[Opening Selected passage section]

But truncation just isn't necessary in most contexts. We can move important info to the front, e.g. "Copper cable requires 0.5 sec and list list listy list". But it's trivial to tap control as a screen reader user. Truncation literally doesn't matter: you move on from the list because you heard what you want in default screen reader settings, and it shuts up, no problem. No matter how you slice this all we have to do is move things to the front if they're important, after that truncation doesn't add anything, it's just annoying in the cases someone does want to go that far. Anyone who isn't in default settings did it on purpose, the settings that stop it from shutting up are advanced, very useful in some contexts, and very obvious and annoying if turned on globally. Screen readers all do per-app config if you turn that on, which again is a "they're advanced enough to know they did it because it can't be done by accident" thing.

[Closing Selected passage section]
[Opening Extracted information section]

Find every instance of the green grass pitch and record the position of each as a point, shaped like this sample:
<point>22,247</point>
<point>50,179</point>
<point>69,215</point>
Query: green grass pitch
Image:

[Closing Extracted information section]

*Exercise objective:*
Extend the passage about truncation and screen reader users, picking up after its last sentence.

*Reply:*
If there is an example of why we can't change the order of info or of why screen readers shutting up if you move somewhere else aren't enough, then I'm happy to revisit truncation. At the moment though I just don't see it, reordering info seems pretty trivial, and a list review isn't going to help anyway because those strings contain a list, they're not a list, at least not now. I guess they could maybe easily be made one, but at that point it's more of "string segment viewer" (which would also be useful to a point).

Your localization schema seems good for English. Mine might or might not be better for other languages. I wish we had someone whose language is far from English to ask but given the choice and assumption that lists are like this everywhere we can handle, yours is better because it composes more simply. Perhaps we should define a list of "official" languages that we want to explicitly support, then check their basic grammar. This is easy to change though so for now shrug.